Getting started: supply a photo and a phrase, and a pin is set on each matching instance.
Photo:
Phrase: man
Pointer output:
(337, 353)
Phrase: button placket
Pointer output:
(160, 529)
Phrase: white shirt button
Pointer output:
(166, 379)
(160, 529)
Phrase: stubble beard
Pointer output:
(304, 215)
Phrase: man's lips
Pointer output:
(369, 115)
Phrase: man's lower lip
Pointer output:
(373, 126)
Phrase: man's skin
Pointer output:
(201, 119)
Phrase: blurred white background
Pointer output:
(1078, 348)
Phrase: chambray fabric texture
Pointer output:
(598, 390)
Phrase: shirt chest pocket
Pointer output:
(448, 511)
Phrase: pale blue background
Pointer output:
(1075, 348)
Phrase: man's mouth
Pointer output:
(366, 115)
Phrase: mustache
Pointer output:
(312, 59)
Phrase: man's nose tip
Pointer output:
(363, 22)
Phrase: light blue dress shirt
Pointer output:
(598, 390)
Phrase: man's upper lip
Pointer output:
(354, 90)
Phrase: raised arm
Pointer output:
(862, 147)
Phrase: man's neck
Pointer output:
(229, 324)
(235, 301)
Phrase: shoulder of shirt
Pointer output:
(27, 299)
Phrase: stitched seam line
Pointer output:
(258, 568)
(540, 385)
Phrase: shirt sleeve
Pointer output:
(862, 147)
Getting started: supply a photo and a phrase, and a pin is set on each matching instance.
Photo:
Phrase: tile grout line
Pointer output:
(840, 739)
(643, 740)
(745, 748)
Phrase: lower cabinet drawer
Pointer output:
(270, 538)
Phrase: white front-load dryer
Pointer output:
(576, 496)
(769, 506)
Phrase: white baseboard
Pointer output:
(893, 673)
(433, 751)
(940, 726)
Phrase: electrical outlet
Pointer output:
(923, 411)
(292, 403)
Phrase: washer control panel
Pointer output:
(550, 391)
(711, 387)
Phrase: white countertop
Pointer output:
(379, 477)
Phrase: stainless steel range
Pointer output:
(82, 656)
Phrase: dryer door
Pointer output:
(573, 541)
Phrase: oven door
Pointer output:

Problem requirements.
Render every line of the items above as a numbered list, omitting any blank lines.

Task solution.
1. Getting started: supply a photo and a phrase, and a pin is set on each matching instance.
2. Photo:
3. Phrase: man
4. Pointer output:
5. (337, 353)
6. Phrase: button placket
7. Pointer output:
8. (160, 529)
9. Phrase: white shirt button
10. Pointer output:
11. (166, 379)
12. (160, 529)
13. Phrase: stubble beard
14. Pointer output:
15. (304, 215)
16. Phrase: man's lips
17. Pointer output:
18. (369, 115)
19. Phrase: man's lower lip
20. Pointer output:
21. (373, 126)
22. Phrase: man's skin
23. Pointer output:
24. (201, 119)
25. Phrase: blurred white background
26. Pointer output:
27. (1078, 348)
28. Phrase: chambray fabric texture
29. Pointer output:
30. (598, 390)
31. Phrase: shirt chest pocket
32. Pointer output:
33. (448, 511)
34. Phrase: pale blue background
35. Pointer output:
36. (1075, 348)
37. Phrase: man's mouth
38. Pointer output:
39. (366, 115)
40. Phrase: mustache
41. Pointer output:
42. (312, 59)
43. Phrase: man's nose tip
44. Pointer output:
45. (363, 22)
46. Phrase: light blue dress shirt
47. Pointer output:
48. (598, 390)
49. Phrase: man's upper lip
50. Pointer output:
51. (354, 90)
52. Phrase: raised arm
53. Pointer output:
54. (862, 147)
55. Phrase: man's neck
56. Pointer output:
57. (229, 324)
58. (235, 301)
59. Phrase: shoulder of shirt
60. Pointer output:
61. (27, 299)
62. Phrase: stitched seam line
63. Pointer output:
64. (258, 568)
65. (540, 385)
66. Phrase: shirt sleeve
67. Pointer output:
68. (862, 147)
69. Getting started: supply a photo and a phrase, and a pin is set on each matching instance.
70. Photo:
71. Phrase: tile grout line
72. Pointer output:
73. (840, 739)
74. (643, 740)
75. (745, 748)
76. Phrase: lower cabinet drawer
77. Pointer output:
78. (270, 538)
79. Phrase: white front-load dryer
80. Pointer output:
81. (576, 496)
82. (769, 506)
83. Phrase: white baseboard
84. Pointer output:
85. (893, 673)
86. (433, 751)
87. (940, 726)
88. Phrase: electrical outlet
89. Pointer output:
90. (923, 411)
91. (292, 403)
92. Phrase: washer control panel
93. Pointer output:
94. (550, 391)
95. (711, 387)
96. Phrase: white countertop
97. Pointer output:
98. (379, 477)
99. Phrase: stainless steel range
100. Pointer output:
101. (82, 656)
102. Phrase: dryer door
103. Pointer output:
104. (573, 541)
105. Phrase: oven door
106. Pointer output:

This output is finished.